= OBJET DE LA TÂCHE =
Selon le texte source, quelle fonction exerce Mayer-Rossignol, que Pujadas reçoit sur LCI ?

= TEXTE SOURCE =
--

Coup de force, la situation à J+2

Daniel Schneidermann - - Obsessions - 128 commentaires

Ca va saigner. Ca va saigner au NFP, forcément. Plus précisément, ça va saigner au PS. Ils ont tellement envie que ça saigne, Duhamel, Pujadas, Brunet, tous les autres ! Il faut les voir, main en cornet autour de l'oreille, guetter le plus léger craquement. Sur LCI, Pujadas reçoit Mayer-Rossignol, maire PS de Rouen, éternel opposant de drauche à Faure. Woessner, Elkrief, Fourest : tout le plateau écoute l'oracle dans un silence religieux. Déception générale : non non non, il ne siégera pas avec Darmanin. C'est ensuite au tour de Caroline Fourest, de se lancer sans filet, aux barres asymétriques, dans une parabole post-olympoïde entortillée sur "le maillot France", et "les gens de bonne volonté" qui devraient former une équipe, tous ensemble, en excluant "les mauvais joueurs" (LFI, forcément). Flop sur le plateau. Bien essayé. Retournez à l'entraînement.

"Est-ce que vous irez manifester le 7 septembre avec LFI ?" attaque Benjamin Duhamel, qui reçoit Marine Tondelier sur BFM quelques minutes plus tard. LFI s'est joint à un appel des organisations de jeunesse à des rassemblements dans les préfectures. D'emblée, oui ou non. Blanc ou noir. "Tout le monde veut savoir !" (c'est le nom de la nouvelle soupière où BFM a recyclé pour la saison la bonne vieille soupe). Elle proteste.  Aimerait servir au moins quelques cuillers de sa soupe à elle, qu'elle a apporté dans sa gamelle.  Duhamel : "C'est moi qui pose les questions". Le piège est tendu. Si c'est oui, la question suivante sur la liste de courses est "prendrez-vous d'assaut les préfectures ?" Si c'est non : "alors, quand vous détachez-vous enfin de LFI ?"

--

Lignes issues d'un jeu d'étiquetage par points:
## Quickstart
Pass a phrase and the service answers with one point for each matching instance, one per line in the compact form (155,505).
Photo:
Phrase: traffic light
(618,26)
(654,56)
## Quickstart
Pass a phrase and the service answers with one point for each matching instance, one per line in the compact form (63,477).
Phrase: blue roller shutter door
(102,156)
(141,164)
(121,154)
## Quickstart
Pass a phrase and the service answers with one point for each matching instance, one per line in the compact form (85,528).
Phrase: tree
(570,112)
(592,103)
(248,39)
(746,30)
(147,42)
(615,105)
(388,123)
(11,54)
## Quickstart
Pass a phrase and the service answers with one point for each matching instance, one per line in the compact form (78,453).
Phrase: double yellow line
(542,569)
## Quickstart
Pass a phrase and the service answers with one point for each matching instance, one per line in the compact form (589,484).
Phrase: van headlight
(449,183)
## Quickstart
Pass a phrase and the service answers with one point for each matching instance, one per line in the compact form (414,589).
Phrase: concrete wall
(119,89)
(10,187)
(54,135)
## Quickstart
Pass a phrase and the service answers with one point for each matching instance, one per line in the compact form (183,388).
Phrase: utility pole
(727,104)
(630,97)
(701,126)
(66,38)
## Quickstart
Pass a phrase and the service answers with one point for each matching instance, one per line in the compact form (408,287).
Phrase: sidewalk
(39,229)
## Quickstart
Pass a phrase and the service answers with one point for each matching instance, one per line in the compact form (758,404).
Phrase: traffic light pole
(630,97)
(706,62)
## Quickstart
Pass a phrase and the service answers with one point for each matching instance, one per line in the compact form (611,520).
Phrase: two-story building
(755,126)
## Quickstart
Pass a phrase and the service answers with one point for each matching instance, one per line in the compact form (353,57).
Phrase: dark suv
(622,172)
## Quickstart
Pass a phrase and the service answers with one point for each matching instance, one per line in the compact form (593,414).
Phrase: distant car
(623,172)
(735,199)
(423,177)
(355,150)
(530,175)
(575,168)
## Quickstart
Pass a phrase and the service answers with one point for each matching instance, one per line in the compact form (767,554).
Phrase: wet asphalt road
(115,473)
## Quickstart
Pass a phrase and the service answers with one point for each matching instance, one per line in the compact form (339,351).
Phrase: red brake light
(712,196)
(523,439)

--

= RÉPONSE À LA TÂCHE =
Il est maire PS de Rouen.